▶ _THE EXERCISE_
Rewrite the listing below, replacing every occurrence of "beak" with "bill" and leaving everything else unchanged. Omit the pictures from your answer.

# start of EXTRACTED MATERIAL

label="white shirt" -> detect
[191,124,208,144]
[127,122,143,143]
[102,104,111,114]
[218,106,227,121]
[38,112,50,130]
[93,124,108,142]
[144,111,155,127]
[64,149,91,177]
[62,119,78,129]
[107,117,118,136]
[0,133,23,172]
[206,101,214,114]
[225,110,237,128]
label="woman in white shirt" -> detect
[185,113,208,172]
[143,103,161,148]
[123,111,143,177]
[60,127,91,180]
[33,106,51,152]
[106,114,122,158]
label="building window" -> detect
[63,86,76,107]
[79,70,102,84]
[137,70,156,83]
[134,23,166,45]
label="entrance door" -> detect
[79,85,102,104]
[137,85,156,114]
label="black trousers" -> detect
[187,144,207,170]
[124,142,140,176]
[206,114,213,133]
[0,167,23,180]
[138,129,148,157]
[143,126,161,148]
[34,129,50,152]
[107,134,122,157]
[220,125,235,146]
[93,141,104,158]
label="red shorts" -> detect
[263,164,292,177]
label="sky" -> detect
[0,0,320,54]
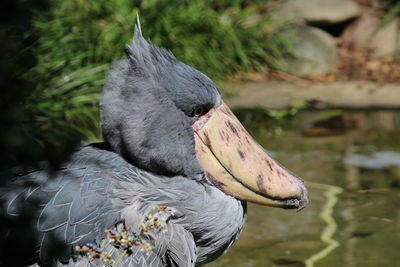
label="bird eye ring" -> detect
[191,107,204,117]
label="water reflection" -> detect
[208,110,400,266]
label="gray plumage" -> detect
[0,24,245,266]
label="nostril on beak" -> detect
[297,181,309,212]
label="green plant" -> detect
[3,0,286,169]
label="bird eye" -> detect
[190,107,204,117]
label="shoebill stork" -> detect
[0,26,308,266]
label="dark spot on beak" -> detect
[257,174,266,193]
[219,131,225,141]
[206,172,225,188]
[246,136,250,144]
[204,132,211,146]
[265,159,272,171]
[238,149,246,161]
[225,121,239,137]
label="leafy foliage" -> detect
[2,0,286,170]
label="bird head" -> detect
[100,26,308,209]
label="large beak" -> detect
[192,103,308,210]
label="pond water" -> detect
[207,109,400,267]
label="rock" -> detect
[274,0,361,25]
[344,14,400,57]
[286,25,338,76]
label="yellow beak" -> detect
[192,103,308,210]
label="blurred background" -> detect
[0,0,400,266]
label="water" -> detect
[207,110,400,267]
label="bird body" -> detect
[0,21,308,267]
[3,145,245,266]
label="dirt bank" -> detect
[227,81,400,109]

# end of EXTRACTED MATERIAL

▶ _EXERCISE RESPONSE_
label="white shirt" -> detect
[191,124,208,144]
[127,122,143,143]
[102,104,111,114]
[218,106,227,121]
[38,112,50,130]
[93,124,108,142]
[144,111,155,127]
[64,149,91,177]
[62,119,78,129]
[107,117,118,136]
[0,133,23,172]
[206,101,214,114]
[225,110,237,128]
label="woman in white shirt" -> detect
[185,113,208,172]
[143,103,161,148]
[123,111,143,177]
[60,127,91,180]
[33,106,51,152]
[106,114,122,158]
label="building window" -> detect
[63,86,76,107]
[79,70,102,84]
[137,70,156,83]
[134,23,166,45]
label="entrance door" -> detect
[79,85,102,104]
[137,85,156,114]
label="black trousers" -> detect
[187,144,207,170]
[124,142,140,176]
[206,114,213,133]
[0,167,23,180]
[138,129,148,157]
[143,126,161,148]
[34,129,50,152]
[107,134,122,157]
[220,125,235,146]
[93,141,104,158]
label="red shorts" -> detect
[263,164,292,177]
label="sky" -> detect
[0,0,320,54]
label="bird eye ring" -> detect
[191,107,204,117]
label="water reflection" -> detect
[208,110,400,266]
label="gray plumage" -> detect
[0,24,245,266]
label="nostril on bill" -> detect
[297,181,309,212]
label="green plant" -> detect
[3,0,286,169]
label="bird eye" -> detect
[190,107,204,117]
label="shoebill stork" -> detect
[0,26,308,266]
label="dark spot on bill" -> detect
[257,174,266,193]
[219,131,225,141]
[206,172,225,188]
[246,136,250,144]
[204,132,211,146]
[265,159,272,171]
[238,149,246,161]
[225,121,239,137]
label="leafy foliage" -> detect
[2,0,286,170]
label="bird head" -> detect
[100,26,308,209]
label="large bill" -> detect
[192,103,308,210]
label="pond water" -> detect
[207,109,400,267]
label="rock" -> detect
[274,0,361,25]
[344,14,400,57]
[286,25,338,76]
label="yellow bill" -> detect
[192,103,308,210]
label="blurred background" -> detect
[0,0,400,266]
label="water" -> detect
[207,110,400,267]
label="bird body" -> detect
[0,21,308,267]
[3,145,245,266]
label="dirt bank" -> detect
[227,81,400,109]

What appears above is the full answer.